→ **ASSIGNMENT**
Every entry below, from first to last, should be copied exactly.

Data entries
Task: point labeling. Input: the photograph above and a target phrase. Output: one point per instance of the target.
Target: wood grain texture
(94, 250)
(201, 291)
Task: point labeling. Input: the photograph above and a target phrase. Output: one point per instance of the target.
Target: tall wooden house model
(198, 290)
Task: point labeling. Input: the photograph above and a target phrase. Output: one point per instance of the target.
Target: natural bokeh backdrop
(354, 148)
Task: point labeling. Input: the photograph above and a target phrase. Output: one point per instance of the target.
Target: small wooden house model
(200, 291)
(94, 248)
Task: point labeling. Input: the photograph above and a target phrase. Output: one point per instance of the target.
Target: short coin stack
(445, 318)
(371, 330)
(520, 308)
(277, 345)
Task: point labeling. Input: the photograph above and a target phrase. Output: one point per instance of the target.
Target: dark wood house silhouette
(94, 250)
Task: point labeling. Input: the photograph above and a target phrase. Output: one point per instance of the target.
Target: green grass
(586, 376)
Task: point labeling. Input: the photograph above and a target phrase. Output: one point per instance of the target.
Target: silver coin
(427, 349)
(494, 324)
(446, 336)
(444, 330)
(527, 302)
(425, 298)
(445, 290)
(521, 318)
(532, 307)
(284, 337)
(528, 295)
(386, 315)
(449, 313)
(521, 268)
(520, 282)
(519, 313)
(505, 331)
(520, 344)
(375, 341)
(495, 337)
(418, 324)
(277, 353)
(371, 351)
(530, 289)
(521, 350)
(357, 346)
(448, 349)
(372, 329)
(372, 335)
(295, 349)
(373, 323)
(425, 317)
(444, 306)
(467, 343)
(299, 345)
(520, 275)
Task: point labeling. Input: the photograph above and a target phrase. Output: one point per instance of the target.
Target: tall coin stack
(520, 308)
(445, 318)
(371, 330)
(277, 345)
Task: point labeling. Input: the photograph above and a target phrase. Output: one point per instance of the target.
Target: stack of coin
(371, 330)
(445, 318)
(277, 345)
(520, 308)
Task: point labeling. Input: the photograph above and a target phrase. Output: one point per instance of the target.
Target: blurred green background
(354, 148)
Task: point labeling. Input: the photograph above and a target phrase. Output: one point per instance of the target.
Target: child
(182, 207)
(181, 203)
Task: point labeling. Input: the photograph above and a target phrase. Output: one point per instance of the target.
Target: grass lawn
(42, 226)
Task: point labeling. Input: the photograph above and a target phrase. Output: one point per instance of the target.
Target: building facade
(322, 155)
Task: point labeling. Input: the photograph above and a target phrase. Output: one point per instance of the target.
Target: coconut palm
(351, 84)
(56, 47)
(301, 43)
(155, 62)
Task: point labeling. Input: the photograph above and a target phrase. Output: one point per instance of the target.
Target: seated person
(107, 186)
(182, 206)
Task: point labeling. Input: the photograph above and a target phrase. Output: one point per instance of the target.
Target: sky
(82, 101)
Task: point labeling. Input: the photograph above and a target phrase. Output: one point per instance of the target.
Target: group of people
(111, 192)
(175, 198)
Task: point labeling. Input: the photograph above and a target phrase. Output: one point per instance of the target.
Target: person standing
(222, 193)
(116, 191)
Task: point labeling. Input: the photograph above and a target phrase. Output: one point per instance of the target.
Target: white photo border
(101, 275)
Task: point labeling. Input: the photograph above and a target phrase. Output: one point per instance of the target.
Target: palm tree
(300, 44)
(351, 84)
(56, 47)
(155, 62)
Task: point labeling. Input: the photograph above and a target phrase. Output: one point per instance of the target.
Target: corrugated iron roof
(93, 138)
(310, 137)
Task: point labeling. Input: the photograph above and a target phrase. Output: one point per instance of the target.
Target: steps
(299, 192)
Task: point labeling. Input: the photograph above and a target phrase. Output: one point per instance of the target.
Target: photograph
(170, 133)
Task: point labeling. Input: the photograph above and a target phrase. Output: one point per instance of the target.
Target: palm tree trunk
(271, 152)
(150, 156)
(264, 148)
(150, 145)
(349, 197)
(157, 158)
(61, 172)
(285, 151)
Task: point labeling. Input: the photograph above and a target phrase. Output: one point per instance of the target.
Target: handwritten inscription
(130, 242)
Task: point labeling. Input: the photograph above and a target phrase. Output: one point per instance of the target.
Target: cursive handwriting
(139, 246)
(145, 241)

→ **REPLY**
Task: point labeling. Input: the photograph above and a target phrase. Output: one point per instance of the target.
Target: wood grain texture
(94, 250)
(201, 291)
Task: point labeling. Input: the photograph above and a target phrase. Output: one point per instance of the target.
Target: tall wooden house model
(198, 290)
Task: point labeling. Input: the photograph above and a target phrase. Output: one point per instance of the target.
Target: natural bokeh backdrop
(354, 148)
Task: point labeling. Input: the photograph above and a target phrase. Output: one point per instance of the target.
Target: small wooden house model
(200, 291)
(94, 248)
Task: point labeling. Input: the photograph above and a target phrase. Output: one point per instance of the target.
Target: short coin stack
(445, 318)
(371, 330)
(520, 308)
(277, 345)
Task: point labeling. Input: the photograph above and a target phrase. Output: one point per instance of the target.
Target: dark wood house silhouette
(94, 250)
Task: point labeling. Input: the photograph above and a target phrase. Output: one point per instance of the target.
Target: green grass
(586, 376)
Task: point labeling. Input: the photograph above and a target phrase. Output: one point per instance of the target.
Target: silver coin
(427, 349)
(494, 324)
(446, 336)
(444, 330)
(527, 302)
(425, 298)
(445, 290)
(521, 318)
(532, 307)
(284, 337)
(528, 295)
(386, 315)
(449, 313)
(521, 268)
(520, 282)
(519, 313)
(505, 331)
(520, 344)
(375, 341)
(495, 337)
(418, 324)
(277, 353)
(371, 351)
(530, 289)
(521, 350)
(357, 346)
(448, 349)
(372, 329)
(372, 335)
(295, 349)
(373, 323)
(425, 317)
(444, 306)
(467, 343)
(299, 345)
(520, 275)
Task: point labeling. Input: the photograph above and a target phrase. Output: one point per instance of the target.
Target: tall coin stack
(520, 308)
(445, 318)
(371, 330)
(277, 345)
Task: point labeling. Input: the photograph above and a target phrase. Output: one point per instance of the target.
Target: stack of coin
(371, 330)
(445, 318)
(277, 345)
(520, 308)
Task: point labeling. Input: the photograph above and a target phrase. Output: one point per instance of the target.
Target: blurred green background
(354, 148)
Task: point labeling. Input: the photograph above and a target phrase. Output: one point per instance of the target.
Target: child
(182, 207)
(181, 203)
Task: point labeling. Input: the photograph above and a target phrase. Output: one point per instance of the target.
Target: grass lawn
(42, 226)
Task: point labeling. Input: the photograph above and a target phrase. Output: one point per instance of the target.
Target: building facade
(322, 155)
Task: point labeling. Input: the photograph above and a target phrase. Output: one point per instance of the target.
Target: coconut palm
(351, 84)
(56, 47)
(301, 43)
(155, 62)
Task: point labeling. Input: the photograph above and a target phrase. Output: one point per instance of the target.
Target: seated person
(107, 186)
(182, 206)
Task: point labeling. Input: the photograph above and a target phrase. Output: one point per instance of the target.
Target: sky
(82, 101)
Task: point labeling. Input: the photograph above and a target phrase. Output: one point per instance of the target.
Target: group of people
(111, 192)
(175, 198)
Task: point labeling. Input: the photograph above and a target phrase. Output: one point per instance of the target.
Target: person standing
(222, 193)
(116, 191)
Task: point labeling. Input: the photograph above and a target phrase. Output: one point per instance of the target.
Target: white photo border
(101, 275)
Task: point labeling. Input: the photograph above and a target phrase. Output: one point per instance of the target.
Target: palm tree
(300, 44)
(351, 84)
(56, 47)
(155, 62)
Task: point labeling. Input: the photograph above and a target phrase. Output: one point per instance of the target.
Target: corrugated iron roof
(93, 138)
(310, 137)
Task: point labeling. Input: the photograph above and a target phrase. Output: one point per instance of the target.
Target: steps
(299, 192)
Task: point labeling. Input: the photograph above and a target phrase. Output: one point per instance of the target.
Target: photograph
(170, 133)
Task: point labeling. Input: the photograph above and a target phrase. Output: one point per instance of the target.
Target: palm tree trunk
(271, 152)
(150, 156)
(264, 148)
(150, 145)
(349, 197)
(157, 158)
(61, 172)
(285, 151)
Task: point labeling. Input: the photograph above and a target phrase. Output: one point per instance of the target.
Target: handwritten inscription
(130, 242)
Task: point labeling. Input: the photograph above and a target phrase. Output: one point per instance of the target.
Target: cursive handwriting
(139, 246)
(145, 241)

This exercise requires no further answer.